# [The problem]
Return only the line that contains "For the dataset, tag each instance of the dirt ground" and each line after it, through the last line of the data below, copied exactly.
** start of Source records **
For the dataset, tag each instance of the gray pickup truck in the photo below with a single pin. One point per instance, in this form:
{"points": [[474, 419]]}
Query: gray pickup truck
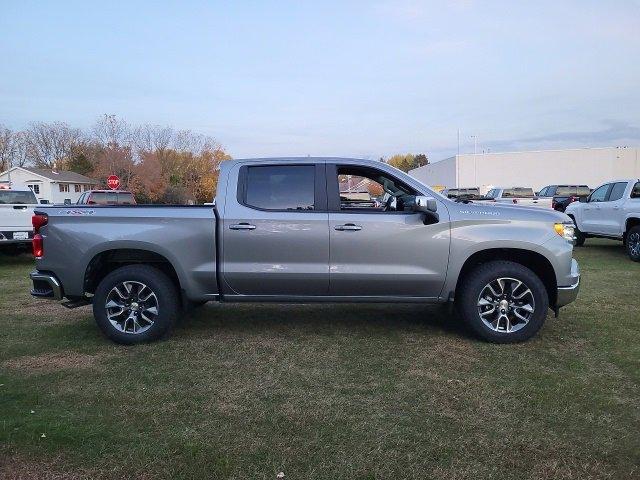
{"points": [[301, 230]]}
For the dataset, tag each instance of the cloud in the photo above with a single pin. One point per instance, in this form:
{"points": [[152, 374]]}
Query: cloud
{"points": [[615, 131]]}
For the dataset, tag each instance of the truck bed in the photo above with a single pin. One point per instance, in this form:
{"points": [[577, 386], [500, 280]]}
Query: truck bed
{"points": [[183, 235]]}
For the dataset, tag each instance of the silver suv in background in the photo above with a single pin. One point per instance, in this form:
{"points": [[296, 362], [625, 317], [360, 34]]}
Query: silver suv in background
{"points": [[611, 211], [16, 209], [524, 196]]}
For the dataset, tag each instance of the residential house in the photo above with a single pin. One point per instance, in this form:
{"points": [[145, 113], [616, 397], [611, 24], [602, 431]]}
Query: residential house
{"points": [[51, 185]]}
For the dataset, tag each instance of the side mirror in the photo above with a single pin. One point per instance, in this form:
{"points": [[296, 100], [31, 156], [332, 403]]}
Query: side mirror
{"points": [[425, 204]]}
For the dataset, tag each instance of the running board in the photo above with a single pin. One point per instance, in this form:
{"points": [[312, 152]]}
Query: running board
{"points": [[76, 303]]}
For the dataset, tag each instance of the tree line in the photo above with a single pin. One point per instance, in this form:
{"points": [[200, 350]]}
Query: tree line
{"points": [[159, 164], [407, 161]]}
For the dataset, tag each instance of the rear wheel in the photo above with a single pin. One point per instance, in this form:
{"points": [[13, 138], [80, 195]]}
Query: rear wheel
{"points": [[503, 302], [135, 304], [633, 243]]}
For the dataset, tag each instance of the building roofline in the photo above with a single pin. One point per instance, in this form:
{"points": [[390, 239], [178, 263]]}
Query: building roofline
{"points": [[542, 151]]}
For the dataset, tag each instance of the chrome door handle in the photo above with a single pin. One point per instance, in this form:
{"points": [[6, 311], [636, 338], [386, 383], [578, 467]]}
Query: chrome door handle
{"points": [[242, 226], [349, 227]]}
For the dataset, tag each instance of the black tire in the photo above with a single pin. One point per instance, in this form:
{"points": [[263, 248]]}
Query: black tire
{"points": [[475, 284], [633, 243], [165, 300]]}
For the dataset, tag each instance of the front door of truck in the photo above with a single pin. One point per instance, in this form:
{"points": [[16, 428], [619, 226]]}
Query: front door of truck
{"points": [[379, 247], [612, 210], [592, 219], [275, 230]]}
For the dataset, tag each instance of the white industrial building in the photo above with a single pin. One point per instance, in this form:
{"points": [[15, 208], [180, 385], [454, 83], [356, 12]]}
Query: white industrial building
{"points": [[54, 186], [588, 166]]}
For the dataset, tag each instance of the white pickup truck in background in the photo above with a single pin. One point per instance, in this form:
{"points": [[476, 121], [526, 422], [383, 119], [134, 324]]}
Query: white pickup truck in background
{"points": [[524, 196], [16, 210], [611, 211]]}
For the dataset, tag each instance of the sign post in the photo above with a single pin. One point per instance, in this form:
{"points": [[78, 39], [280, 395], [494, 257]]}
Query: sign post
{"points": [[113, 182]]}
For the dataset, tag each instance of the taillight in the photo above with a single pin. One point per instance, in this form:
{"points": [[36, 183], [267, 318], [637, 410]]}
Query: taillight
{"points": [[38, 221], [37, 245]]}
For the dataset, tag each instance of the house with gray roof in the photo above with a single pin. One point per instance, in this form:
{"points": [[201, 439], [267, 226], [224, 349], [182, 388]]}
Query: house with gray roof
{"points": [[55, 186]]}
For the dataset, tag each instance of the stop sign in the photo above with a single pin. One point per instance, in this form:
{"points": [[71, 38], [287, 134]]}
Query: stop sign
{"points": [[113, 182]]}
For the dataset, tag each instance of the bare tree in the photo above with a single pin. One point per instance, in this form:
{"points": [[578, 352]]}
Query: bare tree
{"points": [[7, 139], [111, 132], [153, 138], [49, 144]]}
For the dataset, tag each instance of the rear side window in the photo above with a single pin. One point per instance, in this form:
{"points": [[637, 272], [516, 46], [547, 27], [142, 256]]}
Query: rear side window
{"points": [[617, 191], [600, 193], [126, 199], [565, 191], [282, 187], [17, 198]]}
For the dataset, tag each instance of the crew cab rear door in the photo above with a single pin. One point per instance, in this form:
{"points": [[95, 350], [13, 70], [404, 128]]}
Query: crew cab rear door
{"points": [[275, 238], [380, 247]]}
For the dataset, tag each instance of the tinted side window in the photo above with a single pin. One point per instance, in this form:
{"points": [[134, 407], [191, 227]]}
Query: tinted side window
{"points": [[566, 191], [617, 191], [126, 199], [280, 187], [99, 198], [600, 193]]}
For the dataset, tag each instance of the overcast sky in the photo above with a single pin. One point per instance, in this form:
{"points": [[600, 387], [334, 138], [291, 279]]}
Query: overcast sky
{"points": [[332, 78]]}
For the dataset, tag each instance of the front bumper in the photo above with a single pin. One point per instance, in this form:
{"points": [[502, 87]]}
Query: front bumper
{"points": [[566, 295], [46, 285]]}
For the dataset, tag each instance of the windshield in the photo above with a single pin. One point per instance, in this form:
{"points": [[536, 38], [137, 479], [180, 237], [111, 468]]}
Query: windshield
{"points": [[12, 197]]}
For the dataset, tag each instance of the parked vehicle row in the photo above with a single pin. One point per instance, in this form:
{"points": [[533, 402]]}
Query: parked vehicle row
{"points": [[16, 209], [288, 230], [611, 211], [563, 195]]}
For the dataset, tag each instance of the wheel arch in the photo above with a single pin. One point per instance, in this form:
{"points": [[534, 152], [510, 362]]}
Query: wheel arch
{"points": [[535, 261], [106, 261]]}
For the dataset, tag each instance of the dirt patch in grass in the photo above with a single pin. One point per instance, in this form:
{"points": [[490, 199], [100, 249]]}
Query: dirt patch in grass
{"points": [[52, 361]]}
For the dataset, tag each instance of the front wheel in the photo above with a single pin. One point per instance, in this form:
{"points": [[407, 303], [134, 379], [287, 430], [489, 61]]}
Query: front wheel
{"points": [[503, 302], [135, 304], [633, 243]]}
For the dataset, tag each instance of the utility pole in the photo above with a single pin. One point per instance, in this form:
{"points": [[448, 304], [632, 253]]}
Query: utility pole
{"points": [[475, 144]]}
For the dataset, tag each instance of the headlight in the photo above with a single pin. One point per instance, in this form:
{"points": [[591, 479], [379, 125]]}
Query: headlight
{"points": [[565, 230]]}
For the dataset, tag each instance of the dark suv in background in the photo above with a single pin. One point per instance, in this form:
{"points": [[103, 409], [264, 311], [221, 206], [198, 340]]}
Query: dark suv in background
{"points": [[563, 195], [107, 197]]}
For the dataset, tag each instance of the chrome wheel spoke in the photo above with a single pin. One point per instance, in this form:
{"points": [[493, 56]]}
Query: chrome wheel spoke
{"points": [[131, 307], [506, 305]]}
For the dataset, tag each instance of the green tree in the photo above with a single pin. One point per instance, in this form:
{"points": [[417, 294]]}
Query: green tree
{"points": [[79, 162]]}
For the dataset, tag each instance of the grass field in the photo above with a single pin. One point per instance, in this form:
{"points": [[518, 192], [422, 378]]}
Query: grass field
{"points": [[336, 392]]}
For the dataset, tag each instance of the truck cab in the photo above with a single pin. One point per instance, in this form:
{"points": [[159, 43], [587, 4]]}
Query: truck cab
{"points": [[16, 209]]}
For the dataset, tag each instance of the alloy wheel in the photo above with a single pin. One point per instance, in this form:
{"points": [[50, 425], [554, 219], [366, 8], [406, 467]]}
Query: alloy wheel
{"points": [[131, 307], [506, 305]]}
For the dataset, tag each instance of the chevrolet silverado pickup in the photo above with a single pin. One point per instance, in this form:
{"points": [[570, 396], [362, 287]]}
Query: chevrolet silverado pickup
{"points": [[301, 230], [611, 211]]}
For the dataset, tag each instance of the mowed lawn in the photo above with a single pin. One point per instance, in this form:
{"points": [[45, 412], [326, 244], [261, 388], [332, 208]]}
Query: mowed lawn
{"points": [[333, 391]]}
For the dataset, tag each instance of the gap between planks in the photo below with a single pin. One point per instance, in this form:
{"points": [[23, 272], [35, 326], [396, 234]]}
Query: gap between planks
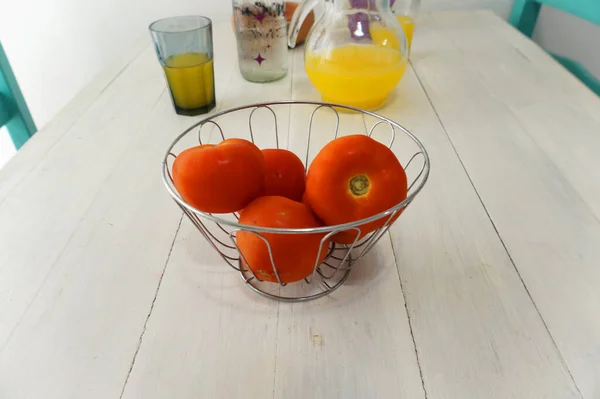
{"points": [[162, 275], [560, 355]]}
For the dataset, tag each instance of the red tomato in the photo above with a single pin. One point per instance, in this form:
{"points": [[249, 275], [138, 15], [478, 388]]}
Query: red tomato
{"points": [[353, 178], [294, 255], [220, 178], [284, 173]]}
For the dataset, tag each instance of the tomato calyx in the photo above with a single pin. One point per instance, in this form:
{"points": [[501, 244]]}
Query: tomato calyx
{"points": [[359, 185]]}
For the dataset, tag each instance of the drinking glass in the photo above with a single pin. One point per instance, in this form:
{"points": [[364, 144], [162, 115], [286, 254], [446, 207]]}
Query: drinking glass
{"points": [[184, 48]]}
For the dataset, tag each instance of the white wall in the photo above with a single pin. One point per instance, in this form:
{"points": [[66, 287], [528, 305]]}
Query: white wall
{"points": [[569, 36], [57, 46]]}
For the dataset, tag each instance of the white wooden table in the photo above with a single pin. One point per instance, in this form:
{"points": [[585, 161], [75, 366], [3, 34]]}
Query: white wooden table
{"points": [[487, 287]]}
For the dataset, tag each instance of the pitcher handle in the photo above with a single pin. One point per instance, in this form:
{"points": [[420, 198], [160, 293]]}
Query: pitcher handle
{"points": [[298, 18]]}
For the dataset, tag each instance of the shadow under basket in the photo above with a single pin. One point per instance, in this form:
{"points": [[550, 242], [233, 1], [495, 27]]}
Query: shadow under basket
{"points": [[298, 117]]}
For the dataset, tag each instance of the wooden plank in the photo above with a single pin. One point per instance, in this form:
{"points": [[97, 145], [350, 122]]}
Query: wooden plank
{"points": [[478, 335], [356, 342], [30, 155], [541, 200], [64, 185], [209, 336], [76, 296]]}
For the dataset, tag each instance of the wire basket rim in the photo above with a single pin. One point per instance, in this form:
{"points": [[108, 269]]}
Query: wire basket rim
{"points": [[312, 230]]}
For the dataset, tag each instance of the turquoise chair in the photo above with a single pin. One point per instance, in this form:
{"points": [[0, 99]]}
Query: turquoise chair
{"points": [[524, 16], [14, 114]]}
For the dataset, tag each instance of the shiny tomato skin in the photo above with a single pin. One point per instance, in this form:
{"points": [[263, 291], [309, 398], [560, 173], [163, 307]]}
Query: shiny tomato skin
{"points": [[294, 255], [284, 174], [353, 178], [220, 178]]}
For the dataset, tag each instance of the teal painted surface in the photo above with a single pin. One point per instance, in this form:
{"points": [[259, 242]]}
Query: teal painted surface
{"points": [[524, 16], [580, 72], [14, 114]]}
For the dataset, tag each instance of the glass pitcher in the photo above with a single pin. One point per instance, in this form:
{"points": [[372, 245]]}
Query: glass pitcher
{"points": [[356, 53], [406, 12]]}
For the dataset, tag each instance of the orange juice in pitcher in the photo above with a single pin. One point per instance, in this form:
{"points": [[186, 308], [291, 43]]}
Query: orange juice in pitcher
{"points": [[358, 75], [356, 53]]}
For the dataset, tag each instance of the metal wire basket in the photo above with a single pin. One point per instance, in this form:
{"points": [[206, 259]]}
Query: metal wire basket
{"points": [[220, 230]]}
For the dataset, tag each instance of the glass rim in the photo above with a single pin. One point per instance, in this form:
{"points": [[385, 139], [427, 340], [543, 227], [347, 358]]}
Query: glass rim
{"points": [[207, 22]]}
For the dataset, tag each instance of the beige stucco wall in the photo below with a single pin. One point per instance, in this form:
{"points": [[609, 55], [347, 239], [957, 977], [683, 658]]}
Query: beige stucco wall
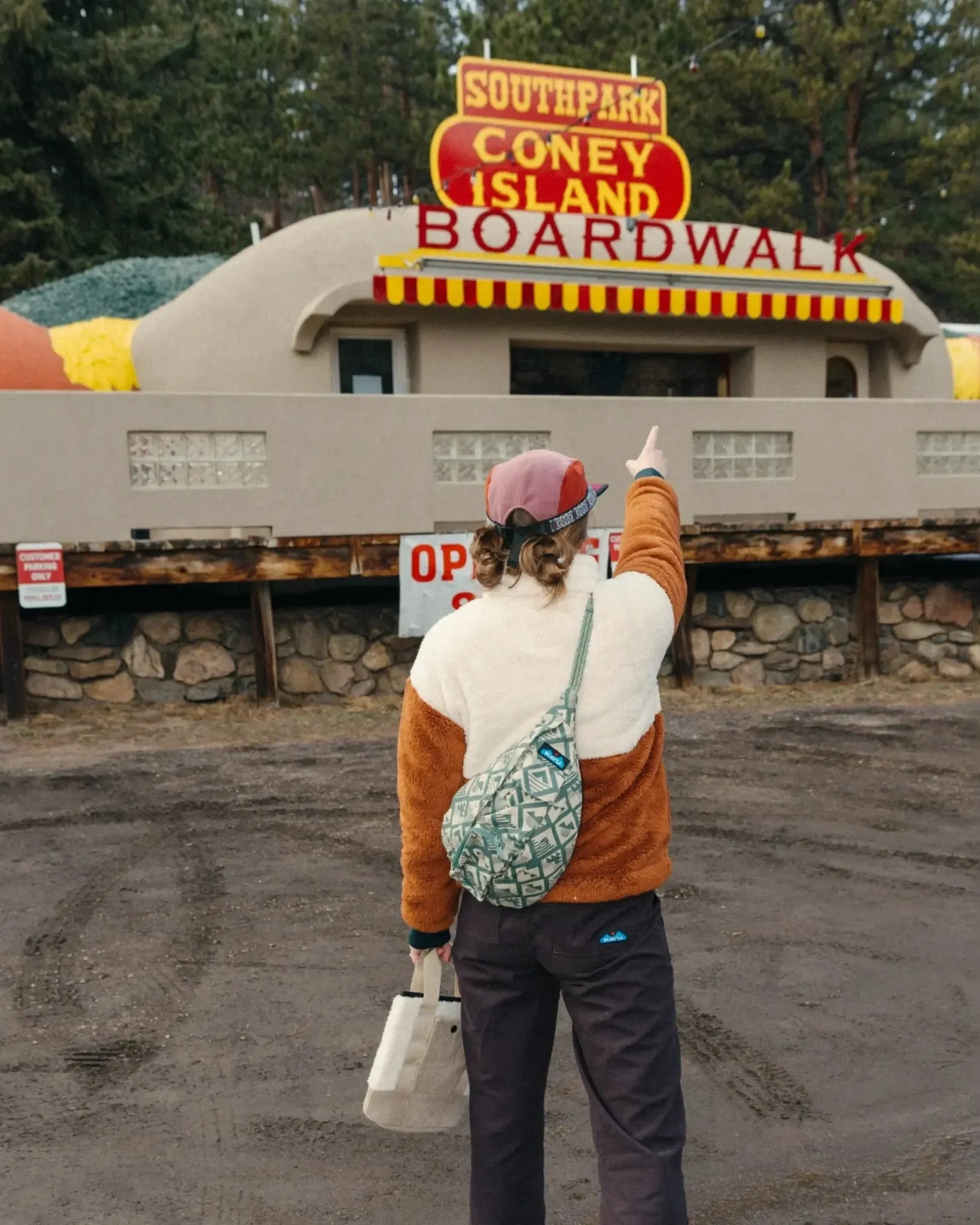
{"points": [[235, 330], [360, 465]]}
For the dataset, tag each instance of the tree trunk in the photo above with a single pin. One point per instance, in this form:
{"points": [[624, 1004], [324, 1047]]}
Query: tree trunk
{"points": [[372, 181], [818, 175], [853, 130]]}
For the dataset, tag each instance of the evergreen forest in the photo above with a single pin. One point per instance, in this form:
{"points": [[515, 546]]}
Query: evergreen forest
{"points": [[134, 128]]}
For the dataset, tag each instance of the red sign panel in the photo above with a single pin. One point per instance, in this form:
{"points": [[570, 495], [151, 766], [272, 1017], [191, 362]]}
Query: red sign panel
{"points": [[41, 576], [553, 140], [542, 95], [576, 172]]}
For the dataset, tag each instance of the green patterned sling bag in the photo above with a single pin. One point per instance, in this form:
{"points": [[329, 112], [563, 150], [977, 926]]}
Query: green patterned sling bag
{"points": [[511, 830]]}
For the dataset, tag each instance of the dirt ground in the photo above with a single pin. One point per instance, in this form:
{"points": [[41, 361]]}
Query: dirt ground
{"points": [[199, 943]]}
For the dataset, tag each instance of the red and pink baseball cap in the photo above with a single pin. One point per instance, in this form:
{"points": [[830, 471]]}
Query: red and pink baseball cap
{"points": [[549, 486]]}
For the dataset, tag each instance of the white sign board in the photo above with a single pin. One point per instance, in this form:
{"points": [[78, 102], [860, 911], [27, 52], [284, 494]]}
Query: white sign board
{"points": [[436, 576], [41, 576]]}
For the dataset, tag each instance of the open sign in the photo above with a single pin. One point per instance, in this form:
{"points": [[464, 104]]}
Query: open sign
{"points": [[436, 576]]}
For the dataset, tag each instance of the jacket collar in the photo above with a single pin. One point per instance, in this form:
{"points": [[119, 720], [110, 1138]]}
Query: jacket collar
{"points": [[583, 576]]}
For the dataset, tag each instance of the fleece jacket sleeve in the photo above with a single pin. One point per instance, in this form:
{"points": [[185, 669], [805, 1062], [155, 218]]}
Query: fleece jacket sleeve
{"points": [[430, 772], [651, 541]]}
** end of Source records **
# [Correct response]
For the dataset, tag each instance of the dirt ground in the photo above with a single pin. One point per instance, in this form:
{"points": [[41, 361]]}
Query: dirt ground
{"points": [[199, 943]]}
For the dataset, tag each instance of the red and pink baseball cap in the photo above with a single pin. One point per instance, in this form:
{"points": [[830, 471]]}
Query: red and pink baseball cap
{"points": [[549, 486]]}
For the dataset, tag each instance of the white sign board in the photo above with a single pin. One point per instance, in this form:
{"points": [[78, 102], [860, 911], [27, 52], [284, 494]]}
Query: white sign board
{"points": [[436, 576], [41, 576]]}
For the dataset, tag each instance of the open sign in the photo above with a single pin. One point per instance, in this form:
{"points": [[464, 104]]}
Query: open sign
{"points": [[436, 576]]}
For the dataset, tag each instance of the jacket collar in the photo above with a single pin. One point per instance, in this form:
{"points": [[119, 720], [110, 1138]]}
Query: jacket collar
{"points": [[583, 576]]}
For the dataset, tag each instance of the fleece jacket sleeve in the photo above with a single pin. One point per instance, in this form:
{"points": [[185, 669], [805, 1062], [155, 218]]}
Query: fleece jacket sleeve
{"points": [[430, 772], [651, 541]]}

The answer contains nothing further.